From the line containing "Could you please spot the arched" to the very last line, repeat everything exactly and add nothing else. Skip the pictures.

+===+

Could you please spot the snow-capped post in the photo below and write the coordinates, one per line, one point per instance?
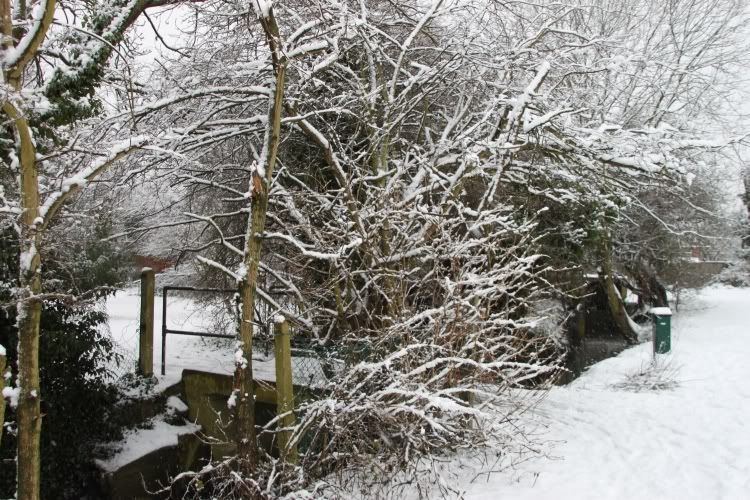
(146, 337)
(662, 336)
(2, 386)
(284, 389)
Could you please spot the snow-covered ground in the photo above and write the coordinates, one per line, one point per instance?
(187, 352)
(688, 442)
(606, 439)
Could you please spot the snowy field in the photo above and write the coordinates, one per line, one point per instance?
(187, 352)
(688, 442)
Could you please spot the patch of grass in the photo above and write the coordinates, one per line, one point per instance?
(658, 375)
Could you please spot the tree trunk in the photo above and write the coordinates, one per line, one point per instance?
(2, 386)
(247, 446)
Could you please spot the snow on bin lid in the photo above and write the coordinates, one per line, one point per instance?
(660, 311)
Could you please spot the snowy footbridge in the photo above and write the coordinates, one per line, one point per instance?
(194, 381)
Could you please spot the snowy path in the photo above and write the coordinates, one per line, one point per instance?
(692, 442)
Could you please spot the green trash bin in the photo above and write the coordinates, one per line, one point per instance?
(662, 329)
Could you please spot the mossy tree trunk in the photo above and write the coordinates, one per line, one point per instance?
(262, 175)
(614, 298)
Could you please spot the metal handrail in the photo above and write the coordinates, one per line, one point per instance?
(165, 330)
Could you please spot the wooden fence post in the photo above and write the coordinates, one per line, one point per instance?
(2, 386)
(146, 340)
(284, 389)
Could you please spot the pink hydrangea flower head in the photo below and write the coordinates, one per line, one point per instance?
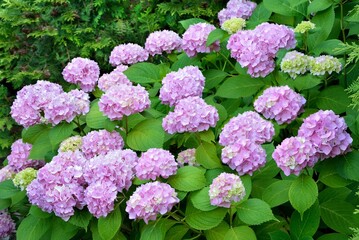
(162, 41)
(249, 125)
(326, 131)
(128, 54)
(116, 167)
(31, 100)
(114, 78)
(82, 71)
(151, 199)
(280, 103)
(187, 156)
(244, 156)
(195, 38)
(100, 198)
(236, 8)
(191, 114)
(294, 154)
(155, 162)
(7, 225)
(124, 100)
(100, 143)
(186, 82)
(226, 189)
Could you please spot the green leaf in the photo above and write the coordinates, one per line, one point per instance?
(96, 120)
(7, 189)
(200, 200)
(145, 135)
(144, 72)
(306, 225)
(277, 193)
(240, 233)
(216, 35)
(32, 228)
(303, 192)
(201, 220)
(338, 215)
(206, 155)
(338, 104)
(156, 230)
(109, 225)
(239, 86)
(188, 179)
(254, 212)
(188, 22)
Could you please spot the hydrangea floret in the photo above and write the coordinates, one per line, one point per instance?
(226, 189)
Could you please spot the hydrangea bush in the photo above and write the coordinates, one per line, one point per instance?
(236, 129)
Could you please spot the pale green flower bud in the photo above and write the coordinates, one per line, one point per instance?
(304, 27)
(23, 178)
(233, 25)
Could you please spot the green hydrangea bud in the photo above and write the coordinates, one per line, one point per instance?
(233, 25)
(322, 64)
(23, 178)
(304, 27)
(294, 63)
(71, 144)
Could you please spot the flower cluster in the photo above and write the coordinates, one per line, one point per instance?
(249, 125)
(100, 142)
(128, 54)
(151, 199)
(155, 162)
(225, 189)
(162, 41)
(186, 82)
(195, 38)
(244, 156)
(280, 103)
(191, 114)
(187, 156)
(82, 71)
(7, 224)
(236, 9)
(233, 25)
(326, 131)
(123, 100)
(256, 49)
(23, 178)
(294, 154)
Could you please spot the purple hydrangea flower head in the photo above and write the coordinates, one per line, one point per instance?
(280, 103)
(128, 54)
(326, 131)
(244, 156)
(114, 78)
(226, 189)
(7, 224)
(100, 143)
(151, 199)
(163, 41)
(236, 9)
(186, 82)
(187, 156)
(116, 167)
(294, 154)
(155, 162)
(31, 100)
(191, 114)
(100, 198)
(195, 38)
(124, 100)
(249, 125)
(82, 71)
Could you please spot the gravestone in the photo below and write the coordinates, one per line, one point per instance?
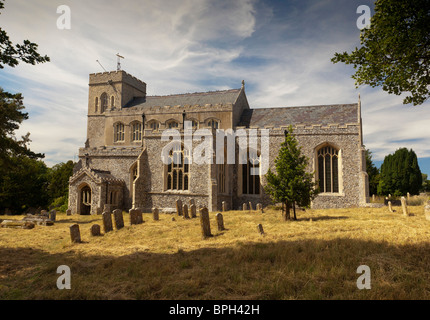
(390, 208)
(118, 218)
(185, 211)
(404, 206)
(95, 230)
(75, 233)
(205, 223)
(179, 207)
(107, 221)
(155, 214)
(260, 229)
(427, 211)
(52, 215)
(220, 221)
(193, 211)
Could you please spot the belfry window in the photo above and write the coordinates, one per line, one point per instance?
(119, 132)
(251, 174)
(103, 102)
(136, 131)
(178, 169)
(328, 169)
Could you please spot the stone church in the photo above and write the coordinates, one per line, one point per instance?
(122, 164)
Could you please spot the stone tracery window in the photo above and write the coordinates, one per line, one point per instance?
(328, 169)
(250, 181)
(136, 131)
(103, 102)
(119, 132)
(178, 169)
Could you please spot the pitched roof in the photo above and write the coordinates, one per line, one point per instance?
(276, 117)
(199, 98)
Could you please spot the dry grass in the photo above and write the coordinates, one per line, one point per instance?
(304, 259)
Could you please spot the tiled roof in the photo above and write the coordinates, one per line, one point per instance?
(276, 117)
(199, 98)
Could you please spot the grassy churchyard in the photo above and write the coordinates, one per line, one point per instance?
(315, 257)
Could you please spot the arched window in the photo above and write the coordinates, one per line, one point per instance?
(172, 124)
(154, 125)
(136, 131)
(214, 124)
(251, 174)
(96, 104)
(104, 102)
(119, 132)
(178, 169)
(328, 169)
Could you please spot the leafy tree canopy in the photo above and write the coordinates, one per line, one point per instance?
(291, 184)
(395, 51)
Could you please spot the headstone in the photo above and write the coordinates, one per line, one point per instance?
(155, 214)
(404, 206)
(193, 211)
(75, 234)
(220, 221)
(390, 208)
(179, 207)
(185, 211)
(260, 229)
(118, 218)
(52, 215)
(134, 216)
(427, 211)
(95, 230)
(205, 223)
(107, 221)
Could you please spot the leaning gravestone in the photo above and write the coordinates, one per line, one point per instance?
(427, 210)
(52, 215)
(205, 223)
(75, 234)
(179, 207)
(404, 206)
(95, 230)
(260, 229)
(193, 211)
(220, 221)
(107, 221)
(118, 218)
(155, 214)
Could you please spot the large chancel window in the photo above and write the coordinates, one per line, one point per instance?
(328, 169)
(119, 132)
(251, 174)
(178, 169)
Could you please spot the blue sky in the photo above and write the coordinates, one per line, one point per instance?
(282, 49)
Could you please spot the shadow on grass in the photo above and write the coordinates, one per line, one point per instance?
(305, 269)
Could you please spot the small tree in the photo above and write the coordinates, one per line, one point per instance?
(291, 184)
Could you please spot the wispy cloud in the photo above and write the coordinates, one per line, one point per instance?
(282, 49)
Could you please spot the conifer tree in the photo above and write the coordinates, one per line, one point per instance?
(291, 184)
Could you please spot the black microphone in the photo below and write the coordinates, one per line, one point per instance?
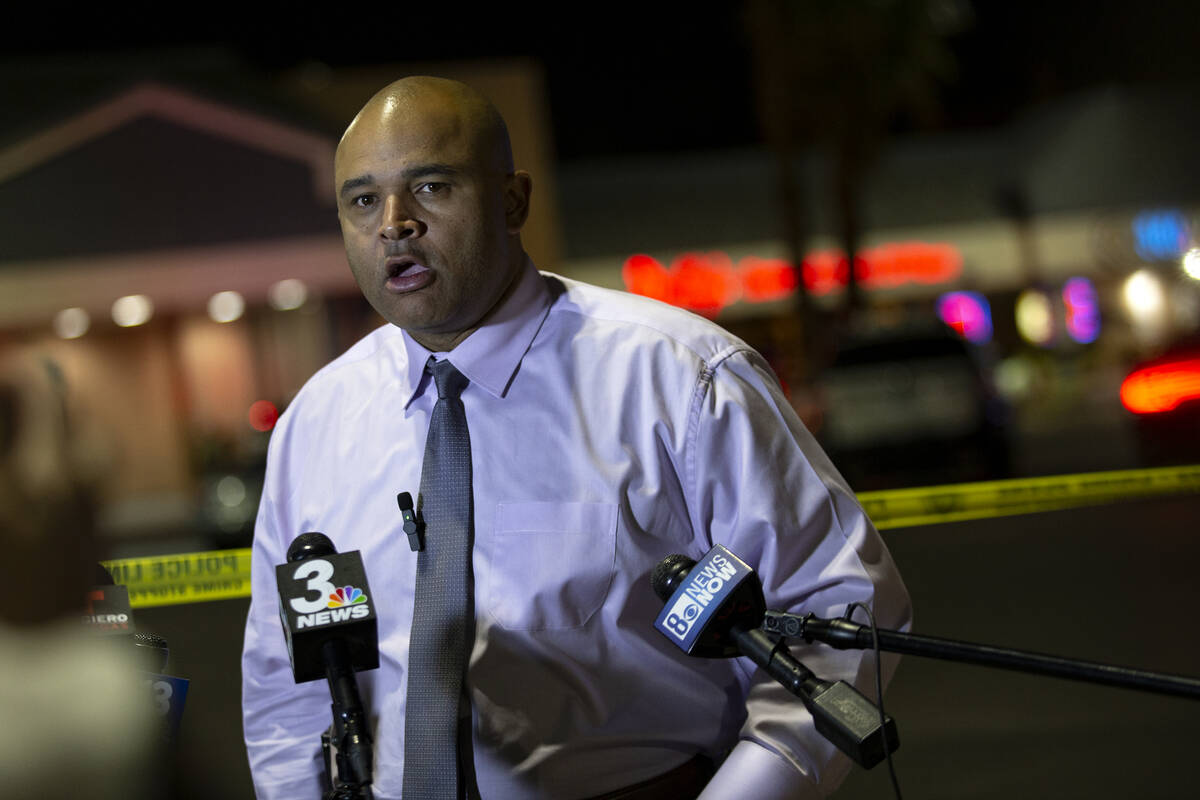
(333, 635)
(714, 608)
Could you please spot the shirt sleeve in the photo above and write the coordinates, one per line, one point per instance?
(763, 487)
(282, 721)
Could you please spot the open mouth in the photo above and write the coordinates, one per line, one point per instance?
(406, 274)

+===+

__RESPONSE TO THIS EXERCISE__.
Could you please spot the arched window in the photo above and write the coordinates, one per line, one point per instance?
(172, 124)
(154, 125)
(136, 131)
(214, 124)
(251, 174)
(96, 104)
(104, 102)
(119, 132)
(178, 169)
(328, 169)
Could you please spot the leafy tree canopy in the photo above and write the coordinates, one per line, one point per instance?
(291, 184)
(395, 51)
Could you please spot the headstone in the photo above and write the coordinates, one per line, one point per instance?
(155, 214)
(404, 206)
(193, 211)
(75, 234)
(220, 221)
(390, 208)
(179, 207)
(185, 211)
(260, 229)
(118, 218)
(52, 215)
(134, 216)
(427, 211)
(95, 230)
(205, 223)
(107, 221)
Could you please spot the leaning gravestone in the photo above and write the coordinates, one per line, one point per instance?
(427, 210)
(52, 215)
(205, 223)
(75, 234)
(179, 207)
(404, 206)
(95, 230)
(260, 229)
(193, 211)
(220, 221)
(107, 221)
(118, 218)
(155, 214)
Could you please spot the large chancel window in the photo above and write the coordinates, one per line, one point per instance?
(328, 169)
(119, 132)
(251, 174)
(178, 169)
Could you please spot the blue sky in the photo above and write the coordinates, one per line, one point per instance?
(282, 49)
Could you please spot the shadow on grass in the photo above and write the coordinates, one per line, one point per instance?
(305, 269)
Could you please spot the small tree in the photo above and write the coordinates, one per line, one point per instance?
(291, 184)
Could you please spot the wispy cloud in the photo above and write the coordinates, one per line, one point per instance?
(282, 49)
Could you please spot the conifer tree in the photo above and write the coordinates, one per line, one point per instance?
(291, 184)
Could you please spot the black microphone in the photo below and write the coordinates, one per line, one point per instance?
(333, 635)
(714, 608)
Could you please spot the shirt sleeve in the photo above and write the coordinates, one per line, one point per instance?
(763, 487)
(282, 721)
Could you please spot the open mouth in the photo above and write the coordinates, one per line, one point per instance?
(406, 274)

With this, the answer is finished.